このブログ記事について、次の問いに答えてください。
(a) 記事の日付は何年何月何日ですか。
(b) 筆者は読書の跡をどこに記していますか。
(c) 作田信の職業は何ですか。

> [抜粋本文]
:::::

自 遊 想

ジャンルを特定しないで、その日その日に思ったことを徒然なるままに記しています。

帚木蓬生『アフリカの蹄』

2009年12月24日 | Weblog
(ホームページの新着情報のコーナーに読書の跡を記すことにしています。読んだ文庫本の粗筋だけを、ほんの粗筋だけを不定期に記しています。このブログを閲覧して頂く方々は案外に、本当に予想外に多いのですが、ホームページまで足をのばして頂ける方々は少ないようです。今日はホームページの宣伝を兼ねて。)

  帚木蓬生『アフリカの蹄』

「ドクター、この国がどうして<アフリカの蹄>と言うか教えてやろうか」。
白人支配からの解放運動家ニールが言った。
外科医の作田信(シン)は黙って頷く。

:::::

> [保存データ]

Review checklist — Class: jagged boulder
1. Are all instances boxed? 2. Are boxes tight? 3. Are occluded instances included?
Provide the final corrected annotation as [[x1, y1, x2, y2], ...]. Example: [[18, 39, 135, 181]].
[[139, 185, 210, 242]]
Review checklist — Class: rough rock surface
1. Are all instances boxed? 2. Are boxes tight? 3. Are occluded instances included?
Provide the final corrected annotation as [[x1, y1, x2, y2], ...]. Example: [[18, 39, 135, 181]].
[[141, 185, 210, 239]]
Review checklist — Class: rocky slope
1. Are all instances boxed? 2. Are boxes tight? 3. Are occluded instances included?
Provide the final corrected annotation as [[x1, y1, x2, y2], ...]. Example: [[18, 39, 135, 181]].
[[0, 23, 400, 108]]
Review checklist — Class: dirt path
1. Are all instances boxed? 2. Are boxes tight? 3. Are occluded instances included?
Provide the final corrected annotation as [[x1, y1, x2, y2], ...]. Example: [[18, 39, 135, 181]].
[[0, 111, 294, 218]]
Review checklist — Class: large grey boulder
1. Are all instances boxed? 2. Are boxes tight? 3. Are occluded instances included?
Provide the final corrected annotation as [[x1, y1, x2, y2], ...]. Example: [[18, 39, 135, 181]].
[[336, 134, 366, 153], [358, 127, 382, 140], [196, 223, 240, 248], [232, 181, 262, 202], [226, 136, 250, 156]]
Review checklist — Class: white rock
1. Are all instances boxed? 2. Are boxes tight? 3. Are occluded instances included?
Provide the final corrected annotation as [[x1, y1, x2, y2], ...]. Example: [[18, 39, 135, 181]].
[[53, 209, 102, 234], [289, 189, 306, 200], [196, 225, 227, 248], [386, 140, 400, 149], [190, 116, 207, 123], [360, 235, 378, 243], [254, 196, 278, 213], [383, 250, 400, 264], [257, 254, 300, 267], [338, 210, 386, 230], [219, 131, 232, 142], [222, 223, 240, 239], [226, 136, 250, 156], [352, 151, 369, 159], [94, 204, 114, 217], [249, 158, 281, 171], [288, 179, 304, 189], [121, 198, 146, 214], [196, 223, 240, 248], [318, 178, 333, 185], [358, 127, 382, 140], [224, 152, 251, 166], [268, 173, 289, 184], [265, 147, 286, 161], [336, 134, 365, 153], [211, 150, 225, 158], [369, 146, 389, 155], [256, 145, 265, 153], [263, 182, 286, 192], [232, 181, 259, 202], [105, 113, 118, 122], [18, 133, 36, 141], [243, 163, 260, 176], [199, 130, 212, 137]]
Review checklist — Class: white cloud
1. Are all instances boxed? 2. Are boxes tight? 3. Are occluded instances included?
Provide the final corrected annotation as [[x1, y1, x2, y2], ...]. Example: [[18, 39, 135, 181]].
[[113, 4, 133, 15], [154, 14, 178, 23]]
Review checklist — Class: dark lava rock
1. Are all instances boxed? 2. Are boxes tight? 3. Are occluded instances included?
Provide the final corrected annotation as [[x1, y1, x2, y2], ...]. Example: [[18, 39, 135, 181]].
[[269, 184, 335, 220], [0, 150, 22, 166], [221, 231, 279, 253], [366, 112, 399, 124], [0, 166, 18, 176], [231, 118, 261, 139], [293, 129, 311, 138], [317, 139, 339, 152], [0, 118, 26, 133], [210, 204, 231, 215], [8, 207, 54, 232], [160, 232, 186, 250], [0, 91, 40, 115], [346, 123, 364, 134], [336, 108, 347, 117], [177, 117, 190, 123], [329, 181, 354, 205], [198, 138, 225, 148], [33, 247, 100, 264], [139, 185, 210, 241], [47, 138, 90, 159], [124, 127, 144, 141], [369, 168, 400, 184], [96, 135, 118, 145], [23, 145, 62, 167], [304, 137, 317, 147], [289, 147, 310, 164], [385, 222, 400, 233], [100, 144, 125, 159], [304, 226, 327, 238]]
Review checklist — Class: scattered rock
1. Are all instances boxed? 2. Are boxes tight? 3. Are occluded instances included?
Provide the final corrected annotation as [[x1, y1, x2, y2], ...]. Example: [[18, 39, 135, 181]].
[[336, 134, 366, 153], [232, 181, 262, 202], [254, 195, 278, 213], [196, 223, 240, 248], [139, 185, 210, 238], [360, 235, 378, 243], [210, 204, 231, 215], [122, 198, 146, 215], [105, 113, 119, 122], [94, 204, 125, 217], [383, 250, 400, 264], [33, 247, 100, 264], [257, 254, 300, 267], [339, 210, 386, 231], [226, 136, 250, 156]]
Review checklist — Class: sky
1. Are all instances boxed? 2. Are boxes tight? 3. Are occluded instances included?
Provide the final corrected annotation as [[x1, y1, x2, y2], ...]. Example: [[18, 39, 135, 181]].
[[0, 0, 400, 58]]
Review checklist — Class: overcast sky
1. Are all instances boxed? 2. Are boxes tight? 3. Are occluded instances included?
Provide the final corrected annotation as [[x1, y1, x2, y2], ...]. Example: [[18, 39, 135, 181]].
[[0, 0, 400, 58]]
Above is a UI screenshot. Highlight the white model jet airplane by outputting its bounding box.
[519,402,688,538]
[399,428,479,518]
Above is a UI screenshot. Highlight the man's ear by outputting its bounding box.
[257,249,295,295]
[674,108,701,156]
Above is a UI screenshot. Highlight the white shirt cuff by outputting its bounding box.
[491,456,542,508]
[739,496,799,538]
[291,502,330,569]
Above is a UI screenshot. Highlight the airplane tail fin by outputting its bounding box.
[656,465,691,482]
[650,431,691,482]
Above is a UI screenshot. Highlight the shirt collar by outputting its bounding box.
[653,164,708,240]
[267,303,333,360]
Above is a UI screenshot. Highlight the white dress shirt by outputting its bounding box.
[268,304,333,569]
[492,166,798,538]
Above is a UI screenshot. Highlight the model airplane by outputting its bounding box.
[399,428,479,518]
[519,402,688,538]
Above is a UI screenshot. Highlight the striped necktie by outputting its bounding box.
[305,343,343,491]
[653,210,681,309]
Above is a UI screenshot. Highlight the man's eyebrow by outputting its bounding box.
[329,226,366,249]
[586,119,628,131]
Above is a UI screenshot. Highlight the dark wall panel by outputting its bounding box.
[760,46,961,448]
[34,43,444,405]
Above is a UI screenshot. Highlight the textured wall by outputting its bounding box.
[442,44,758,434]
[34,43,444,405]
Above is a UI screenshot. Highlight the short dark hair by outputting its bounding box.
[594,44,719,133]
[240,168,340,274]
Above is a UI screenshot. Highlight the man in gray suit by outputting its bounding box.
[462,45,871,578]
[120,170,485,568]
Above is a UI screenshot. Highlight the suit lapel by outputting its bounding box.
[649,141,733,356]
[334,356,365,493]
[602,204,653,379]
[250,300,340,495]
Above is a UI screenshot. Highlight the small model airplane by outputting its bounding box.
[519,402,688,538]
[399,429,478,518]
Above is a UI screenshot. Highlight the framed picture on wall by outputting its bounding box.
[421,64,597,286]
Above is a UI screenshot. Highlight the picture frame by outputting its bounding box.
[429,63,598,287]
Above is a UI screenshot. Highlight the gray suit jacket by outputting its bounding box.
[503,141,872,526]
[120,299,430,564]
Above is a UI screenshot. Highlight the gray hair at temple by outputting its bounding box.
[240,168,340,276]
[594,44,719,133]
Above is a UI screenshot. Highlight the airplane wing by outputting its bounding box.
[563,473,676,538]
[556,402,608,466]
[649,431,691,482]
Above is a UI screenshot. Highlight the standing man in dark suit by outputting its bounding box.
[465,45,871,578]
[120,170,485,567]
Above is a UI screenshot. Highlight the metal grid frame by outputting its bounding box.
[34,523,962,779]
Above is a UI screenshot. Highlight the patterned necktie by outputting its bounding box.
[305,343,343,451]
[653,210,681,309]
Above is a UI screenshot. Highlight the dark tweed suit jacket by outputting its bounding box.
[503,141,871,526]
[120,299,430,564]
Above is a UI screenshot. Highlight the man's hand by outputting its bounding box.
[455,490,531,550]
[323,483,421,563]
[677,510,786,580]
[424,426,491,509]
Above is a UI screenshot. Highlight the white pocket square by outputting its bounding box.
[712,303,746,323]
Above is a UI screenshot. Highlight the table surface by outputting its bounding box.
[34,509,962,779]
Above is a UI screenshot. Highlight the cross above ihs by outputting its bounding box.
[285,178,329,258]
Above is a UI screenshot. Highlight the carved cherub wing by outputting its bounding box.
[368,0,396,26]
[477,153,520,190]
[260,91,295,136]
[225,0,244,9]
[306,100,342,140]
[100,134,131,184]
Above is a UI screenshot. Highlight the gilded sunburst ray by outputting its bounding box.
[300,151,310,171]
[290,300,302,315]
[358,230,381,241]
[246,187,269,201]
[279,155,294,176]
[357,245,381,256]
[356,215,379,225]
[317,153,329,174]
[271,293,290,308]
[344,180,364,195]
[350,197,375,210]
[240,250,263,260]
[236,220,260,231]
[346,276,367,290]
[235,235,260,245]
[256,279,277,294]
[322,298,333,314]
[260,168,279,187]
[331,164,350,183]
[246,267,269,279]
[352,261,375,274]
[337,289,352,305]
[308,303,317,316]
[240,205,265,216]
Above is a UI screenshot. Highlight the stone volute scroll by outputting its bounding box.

:::::

> [解答例]
(a) 2009年12月24日です。
(b) ホームページの新着情報のコーナーです。
(c) 外科医です。